- Source data:
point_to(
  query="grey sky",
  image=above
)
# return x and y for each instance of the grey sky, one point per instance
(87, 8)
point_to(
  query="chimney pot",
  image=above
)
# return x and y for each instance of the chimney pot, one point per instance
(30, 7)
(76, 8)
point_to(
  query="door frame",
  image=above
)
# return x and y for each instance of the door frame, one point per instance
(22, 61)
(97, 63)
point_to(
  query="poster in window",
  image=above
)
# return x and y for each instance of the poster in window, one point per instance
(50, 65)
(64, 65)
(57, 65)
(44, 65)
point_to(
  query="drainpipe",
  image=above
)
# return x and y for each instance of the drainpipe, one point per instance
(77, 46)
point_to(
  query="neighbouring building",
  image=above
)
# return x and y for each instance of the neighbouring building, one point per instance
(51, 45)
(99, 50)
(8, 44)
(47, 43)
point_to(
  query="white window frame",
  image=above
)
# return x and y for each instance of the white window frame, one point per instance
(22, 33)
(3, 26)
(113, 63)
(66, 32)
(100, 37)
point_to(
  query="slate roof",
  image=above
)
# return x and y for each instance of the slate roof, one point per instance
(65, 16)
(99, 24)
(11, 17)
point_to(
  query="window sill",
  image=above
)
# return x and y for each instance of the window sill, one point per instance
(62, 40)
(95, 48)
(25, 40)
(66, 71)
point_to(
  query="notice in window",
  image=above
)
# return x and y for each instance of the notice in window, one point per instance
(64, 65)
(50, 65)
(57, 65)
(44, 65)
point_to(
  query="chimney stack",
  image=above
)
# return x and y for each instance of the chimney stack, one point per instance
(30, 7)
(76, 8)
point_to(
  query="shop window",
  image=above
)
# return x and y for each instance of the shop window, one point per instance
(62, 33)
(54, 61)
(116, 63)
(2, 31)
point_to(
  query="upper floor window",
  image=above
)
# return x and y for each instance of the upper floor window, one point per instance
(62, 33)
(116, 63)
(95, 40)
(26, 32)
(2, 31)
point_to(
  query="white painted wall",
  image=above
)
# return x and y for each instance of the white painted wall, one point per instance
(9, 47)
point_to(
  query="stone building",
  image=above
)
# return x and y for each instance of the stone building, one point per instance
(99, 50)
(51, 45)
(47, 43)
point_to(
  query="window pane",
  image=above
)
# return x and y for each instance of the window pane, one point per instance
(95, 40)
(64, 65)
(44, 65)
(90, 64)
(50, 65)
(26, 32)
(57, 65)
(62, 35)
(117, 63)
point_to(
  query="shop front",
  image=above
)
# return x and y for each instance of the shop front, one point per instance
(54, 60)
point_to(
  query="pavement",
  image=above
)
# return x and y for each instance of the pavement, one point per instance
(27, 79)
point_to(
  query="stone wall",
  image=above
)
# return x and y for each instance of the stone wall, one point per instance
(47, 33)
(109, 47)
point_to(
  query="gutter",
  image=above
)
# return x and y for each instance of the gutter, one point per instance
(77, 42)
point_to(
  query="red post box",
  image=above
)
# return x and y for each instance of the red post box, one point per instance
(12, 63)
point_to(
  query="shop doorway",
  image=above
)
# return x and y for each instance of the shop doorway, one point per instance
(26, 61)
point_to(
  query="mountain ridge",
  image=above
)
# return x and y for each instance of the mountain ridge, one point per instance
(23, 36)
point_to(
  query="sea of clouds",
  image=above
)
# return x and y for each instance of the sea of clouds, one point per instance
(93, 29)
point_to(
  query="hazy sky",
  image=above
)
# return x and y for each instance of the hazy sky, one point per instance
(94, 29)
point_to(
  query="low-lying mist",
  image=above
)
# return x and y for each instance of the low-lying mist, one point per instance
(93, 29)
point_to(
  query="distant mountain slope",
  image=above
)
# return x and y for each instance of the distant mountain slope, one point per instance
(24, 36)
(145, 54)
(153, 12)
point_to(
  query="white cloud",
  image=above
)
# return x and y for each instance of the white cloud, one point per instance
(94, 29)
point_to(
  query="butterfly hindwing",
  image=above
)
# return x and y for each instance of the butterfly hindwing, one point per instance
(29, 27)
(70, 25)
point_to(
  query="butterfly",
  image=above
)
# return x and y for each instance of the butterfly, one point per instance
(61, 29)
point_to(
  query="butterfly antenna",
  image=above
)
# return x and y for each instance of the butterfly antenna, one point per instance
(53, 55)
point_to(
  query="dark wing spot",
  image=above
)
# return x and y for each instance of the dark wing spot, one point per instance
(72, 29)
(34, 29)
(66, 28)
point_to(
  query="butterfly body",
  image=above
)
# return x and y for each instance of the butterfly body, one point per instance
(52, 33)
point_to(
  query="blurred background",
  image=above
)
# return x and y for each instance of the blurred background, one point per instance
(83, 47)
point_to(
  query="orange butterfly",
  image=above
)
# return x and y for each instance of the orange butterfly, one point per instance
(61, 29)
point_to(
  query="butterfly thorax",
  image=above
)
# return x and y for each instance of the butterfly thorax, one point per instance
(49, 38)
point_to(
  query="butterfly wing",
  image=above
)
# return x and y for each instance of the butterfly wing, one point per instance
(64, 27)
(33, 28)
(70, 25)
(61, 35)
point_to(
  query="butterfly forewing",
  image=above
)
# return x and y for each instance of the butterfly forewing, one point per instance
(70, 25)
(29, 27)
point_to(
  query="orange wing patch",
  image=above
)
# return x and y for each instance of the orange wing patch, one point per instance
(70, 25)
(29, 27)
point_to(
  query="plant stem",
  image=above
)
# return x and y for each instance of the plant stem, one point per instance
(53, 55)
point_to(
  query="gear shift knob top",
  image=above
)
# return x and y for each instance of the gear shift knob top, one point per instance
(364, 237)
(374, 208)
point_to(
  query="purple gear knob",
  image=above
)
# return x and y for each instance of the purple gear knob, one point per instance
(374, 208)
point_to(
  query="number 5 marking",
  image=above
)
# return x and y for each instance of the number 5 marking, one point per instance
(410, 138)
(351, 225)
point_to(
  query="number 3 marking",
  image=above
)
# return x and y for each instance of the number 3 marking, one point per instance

- What the exercise asks: All the entries above need to be reproduced exactly.

- Task response:
point_to(
  query="grey sky",
  image=above
)
# return x and y for each instance of the grey sky, one point per instance
(87, 8)
point_to(
  query="chimney pot",
  image=above
)
# return x and y for each instance of the chimney pot, one point per instance
(30, 7)
(76, 8)
point_to(
  query="door frame",
  image=above
)
# return x and y for each instance of the door frame, one point per instance
(22, 61)
(97, 63)
point_to(
  query="poster in window",
  image=above
)
# return x and y for each instance of the poster in window, one point per instance
(50, 65)
(64, 65)
(57, 65)
(44, 65)
point_to(
  query="drainpipe",
  image=above
)
# return x and y for each instance of the drainpipe, one point per instance
(77, 46)
point_to(
  query="neighbouring building",
  image=above
)
# return x and y for each instance of the neighbouring building, one point per instance
(51, 45)
(99, 50)
(8, 44)
(47, 43)
point_to(
  query="white window frame",
  image=above
)
# return x and y for each instance of the white window frame, one point per instance
(22, 33)
(3, 26)
(113, 63)
(66, 32)
(100, 37)
point_to(
  query="slate roof",
  image=above
)
# return x and y for each instance of the slate roof, one point per instance
(65, 16)
(99, 24)
(11, 17)
point_to(
  query="window sill",
  image=above
)
# return x and y for each instance of the window sill, one point per instance
(62, 40)
(95, 48)
(25, 40)
(66, 71)
point_to(
  query="notice in window",
  image=above
)
# return x and y for each instance of the notice in window, one point per instance
(64, 65)
(50, 65)
(57, 65)
(44, 65)
point_to(
  query="chimney stack",
  image=above
)
# return x and y for each instance of the chimney stack, one point per instance
(30, 7)
(76, 8)
point_to(
  query="shop window",
  image=above
)
# return x and y for each instance of the shop window, one point per instance
(62, 33)
(54, 61)
(116, 63)
(2, 31)
point_to(
  query="upper floor window",
  image=above
)
# return x and y for each instance of the upper floor window, one point per instance
(62, 33)
(116, 63)
(95, 40)
(26, 32)
(2, 31)
point_to(
  query="white painted wall",
  image=above
)
# return x and y for each instance of the white painted wall, one point per instance
(9, 47)
point_to(
  query="stone building",
  image=above
)
# return x and y for each instance of the stone building, one point per instance
(99, 50)
(51, 45)
(47, 43)
point_to(
  query="window pane",
  image=above
)
# return x and y for each instance of the window pane, one point per instance
(95, 40)
(64, 65)
(44, 65)
(90, 64)
(50, 65)
(26, 32)
(57, 65)
(62, 35)
(117, 63)
point_to(
  query="shop front",
  image=above
)
# return x and y for each instance of the shop front, one point per instance
(54, 60)
point_to(
  query="pavement",
  image=above
)
# return x and y for each instance of the pavement, one point per instance
(27, 79)
point_to(
  query="stone wall",
  image=above
)
# return x and y for each instance of the stone wall, one point per instance
(47, 33)
(109, 47)
point_to(
  query="gutter",
  image=above
)
# return x and y for each instance of the gutter, one point per instance
(77, 42)
point_to(
  query="red post box",
  image=above
)
# return x and y for each instance of the red post box, one point per instance
(12, 63)
point_to(
  query="shop doorway",
  image=above
)
# return x and y for each instance of the shop doorway, one point per instance
(26, 61)
point_to(
  query="mountain ridge",
  image=above
)
# return x and y for each instance of the mountain ridge, one point per instance
(23, 36)
point_to(
  query="sea of clouds",
  image=above
)
# return x and y for each instance of the sea of clouds, one point per instance
(93, 29)
point_to(
  query="hazy sky",
  image=above
)
# return x and y for each instance of the hazy sky, one point per instance
(94, 29)
point_to(
  query="low-lying mist",
  image=above
)
# return x and y for each instance of the low-lying mist, one point per instance
(93, 29)
point_to(
  query="distant mountain slope",
  image=above
)
# return x and y for each instance of the distant mountain slope, one point per instance
(24, 36)
(145, 54)
(153, 12)
point_to(
  query="white cloud",
  image=above
)
# return x and y for each instance of the white cloud, one point per instance
(94, 29)
point_to(
  query="butterfly hindwing",
  image=above
)
# return x and y for each instance of the butterfly hindwing, one point per instance
(29, 27)
(70, 25)
point_to(
  query="butterfly",
  image=above
)
# return x and y for each instance of the butterfly, one point per instance
(61, 29)
point_to(
  query="butterfly antenna",
  image=above
)
# return x and y for each instance of the butterfly antenna, one point per instance
(53, 55)
point_to(
  query="dark wing spot",
  image=above
)
# return x and y for each instance of the dark wing spot, one point per instance
(72, 29)
(34, 29)
(66, 28)
point_to(
  query="butterfly body",
  image=above
)
# return x and y for each instance of the butterfly body, one point per instance
(52, 33)
point_to(
  query="blurred background",
  image=above
)
# return x and y for each instance of the blurred background, one point per instance
(83, 47)
point_to(
  query="orange butterfly",
  image=above
)
# return x and y for each instance of the orange butterfly, one point per instance
(61, 29)
point_to(
  query="butterfly thorax",
  image=above
)
# return x and y for each instance of the butterfly thorax, one point per instance
(49, 38)
point_to(
  query="butterfly wing",
  image=above
)
# return x and y for each instance of the butterfly wing, one point per instance
(64, 27)
(33, 28)
(70, 25)
(61, 35)
point_to(
  query="butterfly forewing",
  image=above
)
# return x and y for each instance of the butterfly forewing, one point per instance
(70, 25)
(29, 27)
point_to(
  query="orange wing patch",
  image=above
)
# return x and y for each instance of the orange wing patch, one point per instance
(70, 25)
(29, 27)
point_to(
  query="plant stem",
  image=above
)
# return x and y for each instance of the plant stem, one point per instance
(53, 55)
point_to(
  query="gear shift knob top",
  image=above
)
# return x and y for each instance of the gear shift knob top, one point per instance
(364, 237)
(374, 208)
point_to(
  query="purple gear knob",
  image=above
)
# return x and y for each instance of the purple gear knob, one point per instance
(374, 208)
point_to(
  query="number 5 marking",
  image=above
)
# return x and y for each instance of the number 5 marking, one point per instance
(410, 138)
(351, 225)
point_to(
  query="number 3 marking",
  image=above
)
# return x and y for each instance of the number 3 marking, one point per instance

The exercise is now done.